▶ [WRITTEN TASK] Quote the line containing "and find trekking" and all lines that follow it in the listing below, exactly as written.

Entries from a dataset:
— START —
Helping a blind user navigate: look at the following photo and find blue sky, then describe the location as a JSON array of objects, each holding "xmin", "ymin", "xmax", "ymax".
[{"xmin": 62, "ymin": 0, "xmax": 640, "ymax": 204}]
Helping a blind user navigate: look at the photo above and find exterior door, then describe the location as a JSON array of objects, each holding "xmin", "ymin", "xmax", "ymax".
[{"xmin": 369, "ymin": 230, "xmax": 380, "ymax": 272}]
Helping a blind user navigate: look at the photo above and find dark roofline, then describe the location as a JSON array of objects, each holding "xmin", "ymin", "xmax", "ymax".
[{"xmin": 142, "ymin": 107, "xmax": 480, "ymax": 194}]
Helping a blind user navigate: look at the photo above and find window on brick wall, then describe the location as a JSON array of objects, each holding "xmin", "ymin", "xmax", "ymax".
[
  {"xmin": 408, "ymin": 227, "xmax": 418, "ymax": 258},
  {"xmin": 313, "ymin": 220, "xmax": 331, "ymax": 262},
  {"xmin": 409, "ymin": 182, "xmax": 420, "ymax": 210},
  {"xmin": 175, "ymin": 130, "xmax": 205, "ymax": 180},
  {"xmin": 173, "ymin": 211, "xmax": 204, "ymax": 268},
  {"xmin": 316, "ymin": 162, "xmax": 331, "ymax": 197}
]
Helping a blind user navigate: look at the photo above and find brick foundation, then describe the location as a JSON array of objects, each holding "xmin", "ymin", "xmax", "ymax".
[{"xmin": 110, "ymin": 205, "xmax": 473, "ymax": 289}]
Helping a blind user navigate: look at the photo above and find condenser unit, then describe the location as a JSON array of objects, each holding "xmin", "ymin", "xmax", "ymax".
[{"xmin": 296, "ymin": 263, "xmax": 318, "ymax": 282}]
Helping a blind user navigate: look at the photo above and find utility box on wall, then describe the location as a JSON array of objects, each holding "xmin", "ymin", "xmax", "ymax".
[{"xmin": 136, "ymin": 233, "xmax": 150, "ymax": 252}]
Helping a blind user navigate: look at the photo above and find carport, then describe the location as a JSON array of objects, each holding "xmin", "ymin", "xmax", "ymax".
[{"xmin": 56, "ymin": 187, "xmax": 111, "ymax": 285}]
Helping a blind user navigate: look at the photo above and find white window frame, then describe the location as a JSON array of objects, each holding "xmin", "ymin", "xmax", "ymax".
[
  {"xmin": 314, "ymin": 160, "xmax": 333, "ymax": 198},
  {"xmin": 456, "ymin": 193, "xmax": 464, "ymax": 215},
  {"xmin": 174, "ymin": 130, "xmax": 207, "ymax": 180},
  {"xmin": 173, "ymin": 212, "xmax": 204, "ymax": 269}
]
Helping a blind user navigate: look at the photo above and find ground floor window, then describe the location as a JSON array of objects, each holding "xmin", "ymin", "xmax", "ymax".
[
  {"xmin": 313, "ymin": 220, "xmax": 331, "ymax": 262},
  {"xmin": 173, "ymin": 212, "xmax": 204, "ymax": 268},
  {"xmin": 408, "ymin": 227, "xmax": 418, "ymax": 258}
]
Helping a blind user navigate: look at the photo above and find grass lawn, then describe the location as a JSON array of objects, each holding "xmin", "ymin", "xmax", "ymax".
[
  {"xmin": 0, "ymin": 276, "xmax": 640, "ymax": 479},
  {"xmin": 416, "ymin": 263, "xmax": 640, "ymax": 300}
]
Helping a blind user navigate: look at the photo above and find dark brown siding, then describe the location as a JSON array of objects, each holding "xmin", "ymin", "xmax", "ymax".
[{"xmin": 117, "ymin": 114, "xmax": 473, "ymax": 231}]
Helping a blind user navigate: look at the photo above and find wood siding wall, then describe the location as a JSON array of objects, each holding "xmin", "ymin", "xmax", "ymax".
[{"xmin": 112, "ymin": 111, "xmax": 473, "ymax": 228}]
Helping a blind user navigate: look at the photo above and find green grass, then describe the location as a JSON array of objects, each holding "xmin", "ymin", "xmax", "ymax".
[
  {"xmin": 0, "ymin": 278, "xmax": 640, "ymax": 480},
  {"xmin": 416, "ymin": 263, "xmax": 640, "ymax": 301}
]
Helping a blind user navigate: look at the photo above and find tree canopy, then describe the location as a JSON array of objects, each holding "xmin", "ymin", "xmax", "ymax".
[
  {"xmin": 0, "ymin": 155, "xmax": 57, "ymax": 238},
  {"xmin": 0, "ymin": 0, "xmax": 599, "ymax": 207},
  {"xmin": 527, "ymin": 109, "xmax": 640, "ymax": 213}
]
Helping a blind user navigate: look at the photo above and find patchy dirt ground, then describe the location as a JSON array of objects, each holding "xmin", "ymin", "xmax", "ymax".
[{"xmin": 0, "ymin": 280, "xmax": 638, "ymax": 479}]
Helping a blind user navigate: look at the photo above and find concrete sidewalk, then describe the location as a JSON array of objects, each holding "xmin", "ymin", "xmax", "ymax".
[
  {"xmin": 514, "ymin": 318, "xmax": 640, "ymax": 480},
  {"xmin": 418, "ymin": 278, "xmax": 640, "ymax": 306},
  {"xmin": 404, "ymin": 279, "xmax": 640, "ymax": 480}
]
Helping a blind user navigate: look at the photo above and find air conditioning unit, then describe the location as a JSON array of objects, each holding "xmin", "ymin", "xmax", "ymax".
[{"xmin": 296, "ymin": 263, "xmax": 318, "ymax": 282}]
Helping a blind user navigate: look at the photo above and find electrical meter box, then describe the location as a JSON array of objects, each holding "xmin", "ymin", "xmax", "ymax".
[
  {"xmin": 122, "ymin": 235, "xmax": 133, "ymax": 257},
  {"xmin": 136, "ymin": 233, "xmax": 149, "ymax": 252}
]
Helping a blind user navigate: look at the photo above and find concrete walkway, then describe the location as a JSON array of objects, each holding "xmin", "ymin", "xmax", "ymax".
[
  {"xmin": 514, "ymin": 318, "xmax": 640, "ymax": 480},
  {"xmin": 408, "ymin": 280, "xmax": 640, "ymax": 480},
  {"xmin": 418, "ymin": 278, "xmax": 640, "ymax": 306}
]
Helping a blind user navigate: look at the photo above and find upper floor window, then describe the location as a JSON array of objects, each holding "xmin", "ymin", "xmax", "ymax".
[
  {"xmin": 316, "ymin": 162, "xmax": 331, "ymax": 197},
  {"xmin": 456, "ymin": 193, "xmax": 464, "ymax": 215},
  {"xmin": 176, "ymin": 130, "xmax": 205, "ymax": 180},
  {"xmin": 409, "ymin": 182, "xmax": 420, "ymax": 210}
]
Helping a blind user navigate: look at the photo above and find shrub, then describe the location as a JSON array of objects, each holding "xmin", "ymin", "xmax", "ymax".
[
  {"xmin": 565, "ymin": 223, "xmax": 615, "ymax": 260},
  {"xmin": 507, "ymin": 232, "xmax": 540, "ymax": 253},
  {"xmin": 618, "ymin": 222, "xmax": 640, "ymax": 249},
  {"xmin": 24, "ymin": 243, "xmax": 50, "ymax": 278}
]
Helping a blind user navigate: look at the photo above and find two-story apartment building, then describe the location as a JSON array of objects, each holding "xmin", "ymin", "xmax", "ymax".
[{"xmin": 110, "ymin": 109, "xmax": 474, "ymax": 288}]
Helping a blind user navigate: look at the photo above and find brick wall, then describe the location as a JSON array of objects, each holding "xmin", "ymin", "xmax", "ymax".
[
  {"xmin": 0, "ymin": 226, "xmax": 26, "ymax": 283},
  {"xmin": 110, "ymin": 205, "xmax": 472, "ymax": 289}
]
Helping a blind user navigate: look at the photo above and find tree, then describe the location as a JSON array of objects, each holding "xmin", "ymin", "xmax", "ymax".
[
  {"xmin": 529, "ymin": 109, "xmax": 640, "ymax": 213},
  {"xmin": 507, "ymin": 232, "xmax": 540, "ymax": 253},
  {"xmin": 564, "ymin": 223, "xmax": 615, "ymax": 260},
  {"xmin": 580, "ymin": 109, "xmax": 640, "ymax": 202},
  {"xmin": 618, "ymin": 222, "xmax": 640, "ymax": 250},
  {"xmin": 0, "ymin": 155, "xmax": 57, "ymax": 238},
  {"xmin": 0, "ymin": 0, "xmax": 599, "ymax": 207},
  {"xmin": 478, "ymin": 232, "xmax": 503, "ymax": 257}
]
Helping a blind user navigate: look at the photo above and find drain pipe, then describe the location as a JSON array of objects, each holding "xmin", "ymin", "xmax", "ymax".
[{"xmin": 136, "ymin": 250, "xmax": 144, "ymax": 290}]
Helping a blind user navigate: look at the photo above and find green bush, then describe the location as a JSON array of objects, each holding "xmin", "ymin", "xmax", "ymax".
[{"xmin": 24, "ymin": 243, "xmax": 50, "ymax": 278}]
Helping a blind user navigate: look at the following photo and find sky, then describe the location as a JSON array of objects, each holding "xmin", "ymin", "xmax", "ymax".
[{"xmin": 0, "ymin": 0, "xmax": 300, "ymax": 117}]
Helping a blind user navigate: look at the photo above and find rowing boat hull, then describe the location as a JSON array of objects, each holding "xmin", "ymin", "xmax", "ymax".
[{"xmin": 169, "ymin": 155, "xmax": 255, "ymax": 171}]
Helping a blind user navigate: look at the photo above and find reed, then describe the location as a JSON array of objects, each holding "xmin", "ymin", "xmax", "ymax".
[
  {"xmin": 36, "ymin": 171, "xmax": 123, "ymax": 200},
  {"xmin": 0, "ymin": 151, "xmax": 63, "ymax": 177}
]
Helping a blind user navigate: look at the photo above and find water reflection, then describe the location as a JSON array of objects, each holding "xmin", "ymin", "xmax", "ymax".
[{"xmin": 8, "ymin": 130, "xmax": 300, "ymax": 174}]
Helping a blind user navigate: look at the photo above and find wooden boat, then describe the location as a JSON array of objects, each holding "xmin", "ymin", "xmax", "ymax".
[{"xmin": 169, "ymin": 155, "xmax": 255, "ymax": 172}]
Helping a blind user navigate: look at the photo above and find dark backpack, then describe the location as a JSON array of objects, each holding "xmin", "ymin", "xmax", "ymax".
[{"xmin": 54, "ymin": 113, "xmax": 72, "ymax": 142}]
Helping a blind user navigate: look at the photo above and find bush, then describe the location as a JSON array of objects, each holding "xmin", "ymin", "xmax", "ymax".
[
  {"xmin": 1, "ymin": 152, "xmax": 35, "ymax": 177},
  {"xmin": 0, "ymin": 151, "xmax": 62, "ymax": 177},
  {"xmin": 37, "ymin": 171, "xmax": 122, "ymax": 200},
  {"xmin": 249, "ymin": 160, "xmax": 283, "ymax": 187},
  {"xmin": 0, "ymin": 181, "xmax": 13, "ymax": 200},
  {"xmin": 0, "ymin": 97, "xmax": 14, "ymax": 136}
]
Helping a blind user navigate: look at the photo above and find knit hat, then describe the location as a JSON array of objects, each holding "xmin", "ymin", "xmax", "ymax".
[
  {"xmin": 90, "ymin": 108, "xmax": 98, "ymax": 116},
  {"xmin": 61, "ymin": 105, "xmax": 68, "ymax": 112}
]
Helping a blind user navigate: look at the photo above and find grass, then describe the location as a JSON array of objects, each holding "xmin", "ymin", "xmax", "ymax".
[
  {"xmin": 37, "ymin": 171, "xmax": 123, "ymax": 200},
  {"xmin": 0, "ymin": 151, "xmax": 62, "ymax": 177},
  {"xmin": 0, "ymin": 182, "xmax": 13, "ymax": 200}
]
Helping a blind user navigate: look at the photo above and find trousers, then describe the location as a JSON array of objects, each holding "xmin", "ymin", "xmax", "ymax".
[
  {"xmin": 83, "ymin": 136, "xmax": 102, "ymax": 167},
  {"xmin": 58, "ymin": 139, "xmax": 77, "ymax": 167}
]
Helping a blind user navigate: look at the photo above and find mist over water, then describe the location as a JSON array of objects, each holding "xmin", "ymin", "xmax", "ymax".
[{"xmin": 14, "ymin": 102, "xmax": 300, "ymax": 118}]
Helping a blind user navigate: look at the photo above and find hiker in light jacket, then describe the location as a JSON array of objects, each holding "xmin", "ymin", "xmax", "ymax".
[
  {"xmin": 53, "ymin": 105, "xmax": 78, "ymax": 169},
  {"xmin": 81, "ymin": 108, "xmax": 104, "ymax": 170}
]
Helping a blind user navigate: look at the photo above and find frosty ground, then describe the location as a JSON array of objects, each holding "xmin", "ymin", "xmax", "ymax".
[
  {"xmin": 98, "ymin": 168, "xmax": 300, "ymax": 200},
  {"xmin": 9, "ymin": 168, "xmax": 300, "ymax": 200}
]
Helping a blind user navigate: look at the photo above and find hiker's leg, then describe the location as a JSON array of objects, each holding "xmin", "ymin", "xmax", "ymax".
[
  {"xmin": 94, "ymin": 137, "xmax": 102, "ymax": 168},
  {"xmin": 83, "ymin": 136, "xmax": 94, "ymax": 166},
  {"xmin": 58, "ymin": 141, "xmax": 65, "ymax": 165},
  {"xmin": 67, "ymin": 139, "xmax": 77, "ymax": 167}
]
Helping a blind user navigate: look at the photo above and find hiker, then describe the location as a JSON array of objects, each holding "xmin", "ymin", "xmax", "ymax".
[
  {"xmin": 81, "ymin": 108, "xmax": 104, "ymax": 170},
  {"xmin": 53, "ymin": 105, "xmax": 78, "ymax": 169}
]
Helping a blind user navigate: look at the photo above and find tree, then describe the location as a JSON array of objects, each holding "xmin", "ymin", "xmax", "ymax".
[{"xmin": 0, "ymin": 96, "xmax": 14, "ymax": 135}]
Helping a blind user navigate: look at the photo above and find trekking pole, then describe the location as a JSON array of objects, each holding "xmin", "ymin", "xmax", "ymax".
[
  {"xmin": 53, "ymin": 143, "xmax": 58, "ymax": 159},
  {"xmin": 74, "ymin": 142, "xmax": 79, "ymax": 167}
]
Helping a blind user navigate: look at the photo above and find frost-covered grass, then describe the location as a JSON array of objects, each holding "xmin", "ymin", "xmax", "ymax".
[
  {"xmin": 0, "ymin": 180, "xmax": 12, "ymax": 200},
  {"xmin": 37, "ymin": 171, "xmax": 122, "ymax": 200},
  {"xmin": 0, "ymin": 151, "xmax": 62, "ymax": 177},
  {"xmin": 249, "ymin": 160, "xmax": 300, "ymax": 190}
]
— END —
▶ [SOLVED PROBLEM]
Helping a blind user navigate: look at the photo above and find trekking pole, then describe the location as a JSON array of objects, each holding "xmin", "ymin", "xmax", "ymax".
[
  {"xmin": 53, "ymin": 143, "xmax": 58, "ymax": 159},
  {"xmin": 74, "ymin": 142, "xmax": 79, "ymax": 167}
]
Helping a blind user navigate: look at the photo above and find frost-covered grass, then describe the location as a JSON array of objects, each holding "xmin", "ymin", "xmax", "ymax".
[
  {"xmin": 0, "ymin": 180, "xmax": 12, "ymax": 200},
  {"xmin": 37, "ymin": 171, "xmax": 122, "ymax": 200},
  {"xmin": 0, "ymin": 151, "xmax": 62, "ymax": 177},
  {"xmin": 249, "ymin": 160, "xmax": 300, "ymax": 190}
]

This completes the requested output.